ACTIVITY: Please show every line from the entries that carries the word "boat".

DATA SUPPLIED:
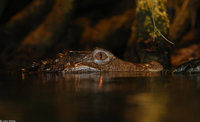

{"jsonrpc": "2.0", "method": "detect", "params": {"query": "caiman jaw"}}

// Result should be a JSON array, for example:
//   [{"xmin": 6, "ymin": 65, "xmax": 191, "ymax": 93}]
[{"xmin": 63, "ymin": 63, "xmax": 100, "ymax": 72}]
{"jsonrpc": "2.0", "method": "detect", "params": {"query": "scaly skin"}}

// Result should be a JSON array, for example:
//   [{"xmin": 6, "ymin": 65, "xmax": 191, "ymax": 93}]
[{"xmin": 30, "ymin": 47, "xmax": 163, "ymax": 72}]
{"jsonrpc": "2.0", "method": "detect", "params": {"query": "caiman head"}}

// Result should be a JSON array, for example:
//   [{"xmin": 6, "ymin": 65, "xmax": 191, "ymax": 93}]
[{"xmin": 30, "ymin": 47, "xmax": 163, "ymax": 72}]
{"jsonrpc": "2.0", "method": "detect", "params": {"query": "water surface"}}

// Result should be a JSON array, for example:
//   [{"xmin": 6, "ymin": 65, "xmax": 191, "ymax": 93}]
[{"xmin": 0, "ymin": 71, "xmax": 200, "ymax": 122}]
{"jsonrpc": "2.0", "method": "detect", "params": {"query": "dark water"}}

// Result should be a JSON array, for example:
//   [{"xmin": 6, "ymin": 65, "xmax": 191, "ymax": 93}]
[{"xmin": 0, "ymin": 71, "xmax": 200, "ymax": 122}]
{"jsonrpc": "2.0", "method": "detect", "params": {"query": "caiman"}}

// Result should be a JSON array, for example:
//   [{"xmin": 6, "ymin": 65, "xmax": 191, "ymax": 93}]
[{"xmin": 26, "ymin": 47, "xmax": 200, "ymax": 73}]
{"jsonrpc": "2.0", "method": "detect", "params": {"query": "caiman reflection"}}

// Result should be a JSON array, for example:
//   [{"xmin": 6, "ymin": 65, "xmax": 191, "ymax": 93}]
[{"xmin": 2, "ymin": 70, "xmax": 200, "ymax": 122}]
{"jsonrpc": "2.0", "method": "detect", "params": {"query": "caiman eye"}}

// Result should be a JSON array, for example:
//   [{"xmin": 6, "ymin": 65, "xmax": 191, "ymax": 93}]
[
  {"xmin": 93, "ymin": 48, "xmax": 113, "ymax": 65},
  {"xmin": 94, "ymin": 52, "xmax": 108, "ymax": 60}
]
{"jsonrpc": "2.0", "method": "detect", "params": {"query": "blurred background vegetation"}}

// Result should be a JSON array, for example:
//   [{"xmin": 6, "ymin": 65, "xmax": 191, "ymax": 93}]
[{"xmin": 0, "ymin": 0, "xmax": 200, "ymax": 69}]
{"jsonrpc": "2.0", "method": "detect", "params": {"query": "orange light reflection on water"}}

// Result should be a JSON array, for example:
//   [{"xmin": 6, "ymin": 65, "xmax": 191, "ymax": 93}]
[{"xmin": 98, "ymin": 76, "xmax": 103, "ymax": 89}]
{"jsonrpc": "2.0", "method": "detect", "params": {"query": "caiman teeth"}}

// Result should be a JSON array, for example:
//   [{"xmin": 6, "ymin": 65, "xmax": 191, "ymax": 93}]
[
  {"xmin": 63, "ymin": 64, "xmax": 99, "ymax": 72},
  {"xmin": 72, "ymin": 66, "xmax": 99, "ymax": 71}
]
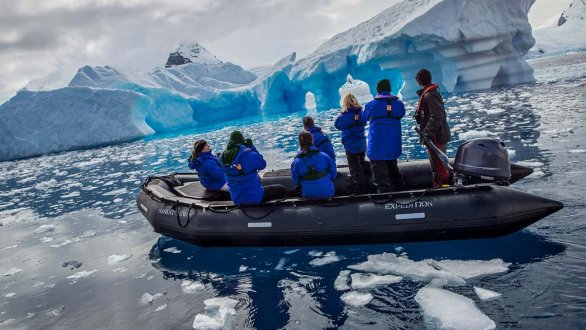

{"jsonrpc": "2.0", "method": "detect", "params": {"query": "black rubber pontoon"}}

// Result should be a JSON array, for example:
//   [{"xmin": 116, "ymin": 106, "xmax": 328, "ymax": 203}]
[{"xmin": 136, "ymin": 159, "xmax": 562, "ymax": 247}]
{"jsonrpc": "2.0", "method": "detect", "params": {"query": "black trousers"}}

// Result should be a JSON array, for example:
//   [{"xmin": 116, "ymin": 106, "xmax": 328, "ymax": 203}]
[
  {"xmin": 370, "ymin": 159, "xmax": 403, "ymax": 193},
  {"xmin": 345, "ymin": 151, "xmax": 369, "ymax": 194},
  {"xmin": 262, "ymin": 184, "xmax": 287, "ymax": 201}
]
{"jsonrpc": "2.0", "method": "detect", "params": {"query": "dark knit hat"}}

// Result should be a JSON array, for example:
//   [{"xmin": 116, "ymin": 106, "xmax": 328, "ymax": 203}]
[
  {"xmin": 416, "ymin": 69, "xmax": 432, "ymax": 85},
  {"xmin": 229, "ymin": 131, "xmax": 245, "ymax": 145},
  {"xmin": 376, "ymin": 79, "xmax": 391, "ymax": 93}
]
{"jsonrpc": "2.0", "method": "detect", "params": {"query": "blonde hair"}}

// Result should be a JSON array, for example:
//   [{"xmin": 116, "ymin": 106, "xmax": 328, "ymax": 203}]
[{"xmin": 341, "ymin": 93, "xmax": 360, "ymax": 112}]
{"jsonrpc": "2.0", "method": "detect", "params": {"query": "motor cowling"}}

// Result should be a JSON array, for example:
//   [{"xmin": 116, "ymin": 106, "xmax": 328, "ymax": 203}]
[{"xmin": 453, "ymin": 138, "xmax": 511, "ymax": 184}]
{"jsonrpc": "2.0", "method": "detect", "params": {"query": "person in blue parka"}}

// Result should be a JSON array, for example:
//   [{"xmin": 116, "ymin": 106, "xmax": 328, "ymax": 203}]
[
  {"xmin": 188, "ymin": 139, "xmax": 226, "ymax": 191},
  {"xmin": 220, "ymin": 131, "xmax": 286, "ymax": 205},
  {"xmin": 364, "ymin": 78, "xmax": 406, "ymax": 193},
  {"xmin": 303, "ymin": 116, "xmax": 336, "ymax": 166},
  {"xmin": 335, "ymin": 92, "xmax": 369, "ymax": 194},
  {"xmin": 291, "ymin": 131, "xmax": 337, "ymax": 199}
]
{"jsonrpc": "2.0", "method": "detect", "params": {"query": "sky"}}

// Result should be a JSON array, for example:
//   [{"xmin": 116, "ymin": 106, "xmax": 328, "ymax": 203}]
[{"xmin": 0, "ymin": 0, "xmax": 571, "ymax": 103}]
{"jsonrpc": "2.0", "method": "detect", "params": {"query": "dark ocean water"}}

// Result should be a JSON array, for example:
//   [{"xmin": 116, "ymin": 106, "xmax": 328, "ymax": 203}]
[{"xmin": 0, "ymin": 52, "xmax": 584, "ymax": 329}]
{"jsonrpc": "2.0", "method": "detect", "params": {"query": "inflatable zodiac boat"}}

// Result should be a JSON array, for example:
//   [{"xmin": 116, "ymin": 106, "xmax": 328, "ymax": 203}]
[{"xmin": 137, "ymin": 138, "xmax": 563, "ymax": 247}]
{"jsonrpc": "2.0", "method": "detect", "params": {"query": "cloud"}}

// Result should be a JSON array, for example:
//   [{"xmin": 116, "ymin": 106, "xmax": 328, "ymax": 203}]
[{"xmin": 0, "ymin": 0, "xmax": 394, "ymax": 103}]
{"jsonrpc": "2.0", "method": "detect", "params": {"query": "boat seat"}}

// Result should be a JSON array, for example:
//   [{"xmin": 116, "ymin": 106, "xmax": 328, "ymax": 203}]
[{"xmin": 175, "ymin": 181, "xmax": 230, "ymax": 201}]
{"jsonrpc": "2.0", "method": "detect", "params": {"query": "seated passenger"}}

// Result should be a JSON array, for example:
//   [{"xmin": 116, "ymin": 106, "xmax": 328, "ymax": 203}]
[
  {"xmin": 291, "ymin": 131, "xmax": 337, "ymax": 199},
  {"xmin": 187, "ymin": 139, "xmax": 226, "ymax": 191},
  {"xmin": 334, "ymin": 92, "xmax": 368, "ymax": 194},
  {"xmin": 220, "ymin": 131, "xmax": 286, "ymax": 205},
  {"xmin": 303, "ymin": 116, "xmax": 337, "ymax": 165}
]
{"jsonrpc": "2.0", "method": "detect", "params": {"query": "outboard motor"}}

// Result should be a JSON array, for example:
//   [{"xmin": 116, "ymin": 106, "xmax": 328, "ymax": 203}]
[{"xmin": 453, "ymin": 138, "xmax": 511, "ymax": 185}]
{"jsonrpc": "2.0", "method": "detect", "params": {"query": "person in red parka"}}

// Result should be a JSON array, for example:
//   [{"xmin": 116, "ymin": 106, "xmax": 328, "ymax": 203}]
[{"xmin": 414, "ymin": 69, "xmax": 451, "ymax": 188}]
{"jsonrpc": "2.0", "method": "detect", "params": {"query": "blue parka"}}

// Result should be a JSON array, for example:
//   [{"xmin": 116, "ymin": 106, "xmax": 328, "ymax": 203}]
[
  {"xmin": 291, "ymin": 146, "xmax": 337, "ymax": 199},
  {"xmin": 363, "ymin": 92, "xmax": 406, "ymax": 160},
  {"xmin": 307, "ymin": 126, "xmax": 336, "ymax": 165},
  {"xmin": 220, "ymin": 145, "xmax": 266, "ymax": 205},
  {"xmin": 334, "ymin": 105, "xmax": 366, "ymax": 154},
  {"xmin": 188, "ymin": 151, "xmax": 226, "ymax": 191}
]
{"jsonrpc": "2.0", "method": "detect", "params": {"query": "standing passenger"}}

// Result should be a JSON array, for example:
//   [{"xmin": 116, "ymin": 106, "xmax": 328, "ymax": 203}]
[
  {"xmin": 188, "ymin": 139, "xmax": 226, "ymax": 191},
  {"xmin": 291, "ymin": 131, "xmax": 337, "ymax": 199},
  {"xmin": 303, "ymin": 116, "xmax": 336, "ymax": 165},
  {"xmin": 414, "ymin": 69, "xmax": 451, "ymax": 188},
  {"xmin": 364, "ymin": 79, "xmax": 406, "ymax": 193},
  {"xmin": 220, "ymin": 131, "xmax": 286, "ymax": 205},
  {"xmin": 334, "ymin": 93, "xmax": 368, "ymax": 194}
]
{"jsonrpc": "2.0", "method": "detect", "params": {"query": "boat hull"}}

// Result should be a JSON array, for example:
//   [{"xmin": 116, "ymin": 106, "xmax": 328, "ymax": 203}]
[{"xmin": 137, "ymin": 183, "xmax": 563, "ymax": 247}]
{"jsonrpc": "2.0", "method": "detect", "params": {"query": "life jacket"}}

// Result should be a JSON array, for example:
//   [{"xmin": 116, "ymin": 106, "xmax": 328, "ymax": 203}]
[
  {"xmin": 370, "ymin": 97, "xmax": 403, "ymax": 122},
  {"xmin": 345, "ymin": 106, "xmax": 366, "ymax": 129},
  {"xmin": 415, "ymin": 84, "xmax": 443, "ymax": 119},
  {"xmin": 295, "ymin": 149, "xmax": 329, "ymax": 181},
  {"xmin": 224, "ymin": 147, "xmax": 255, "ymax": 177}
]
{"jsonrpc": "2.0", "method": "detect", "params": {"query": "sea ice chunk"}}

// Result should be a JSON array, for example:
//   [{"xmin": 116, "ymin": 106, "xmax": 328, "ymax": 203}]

==

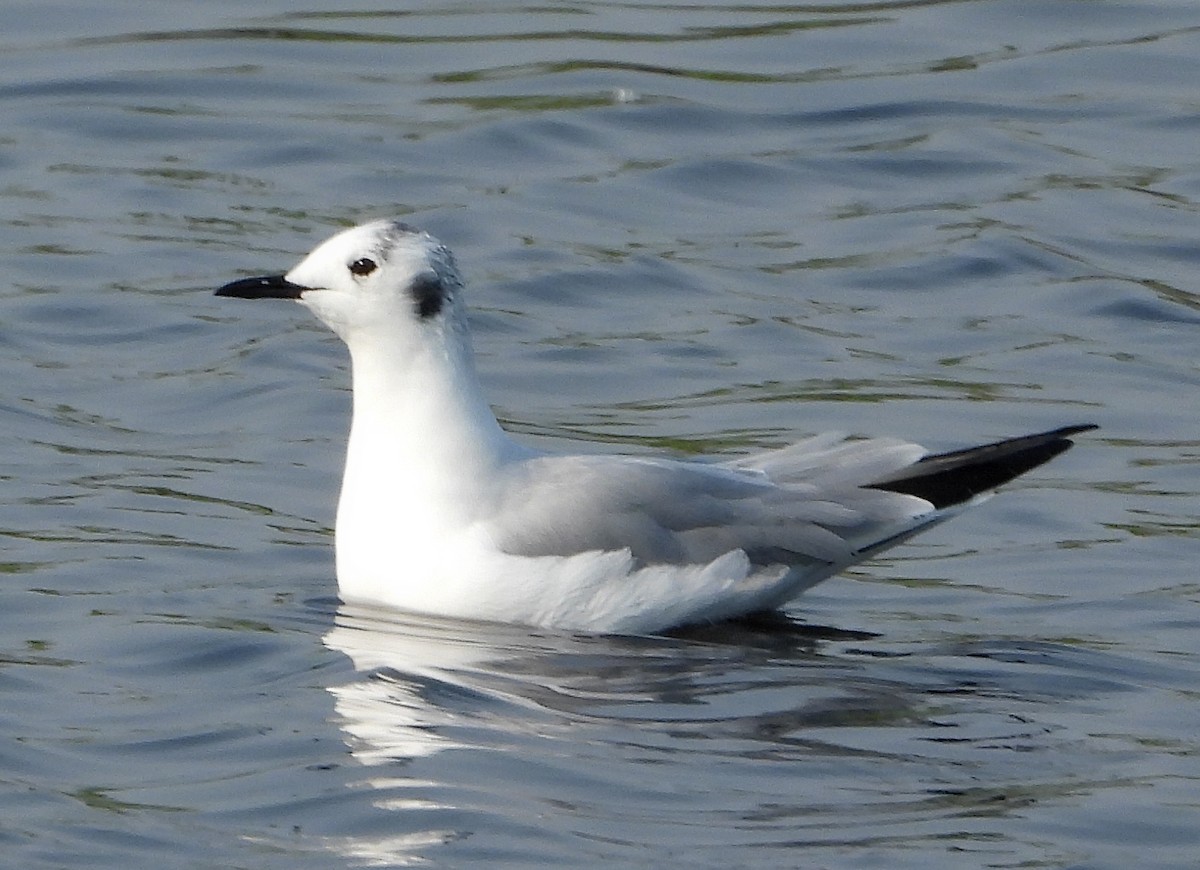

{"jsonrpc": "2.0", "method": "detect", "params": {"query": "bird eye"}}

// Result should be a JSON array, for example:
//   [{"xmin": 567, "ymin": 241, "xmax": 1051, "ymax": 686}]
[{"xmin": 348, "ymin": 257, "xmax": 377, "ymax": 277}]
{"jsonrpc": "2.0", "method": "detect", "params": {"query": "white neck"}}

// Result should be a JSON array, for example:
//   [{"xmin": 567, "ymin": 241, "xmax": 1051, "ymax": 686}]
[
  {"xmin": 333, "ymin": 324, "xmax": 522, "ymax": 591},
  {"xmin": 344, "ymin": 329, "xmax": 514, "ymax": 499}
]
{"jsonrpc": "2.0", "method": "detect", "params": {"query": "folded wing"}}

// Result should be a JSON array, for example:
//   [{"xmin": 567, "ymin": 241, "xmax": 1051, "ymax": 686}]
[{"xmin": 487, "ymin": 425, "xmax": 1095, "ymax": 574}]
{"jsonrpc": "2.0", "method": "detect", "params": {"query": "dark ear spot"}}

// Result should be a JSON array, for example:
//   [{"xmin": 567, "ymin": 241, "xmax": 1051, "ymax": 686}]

RESULT OF THIS EXERCISE:
{"jsonrpc": "2.0", "method": "detect", "params": {"query": "inflatable zodiac boat"}}
{"jsonrpc": "2.0", "method": "detect", "params": {"query": "boat seat"}}
{"jsonrpc": "2.0", "method": "detect", "params": {"query": "boat hull"}}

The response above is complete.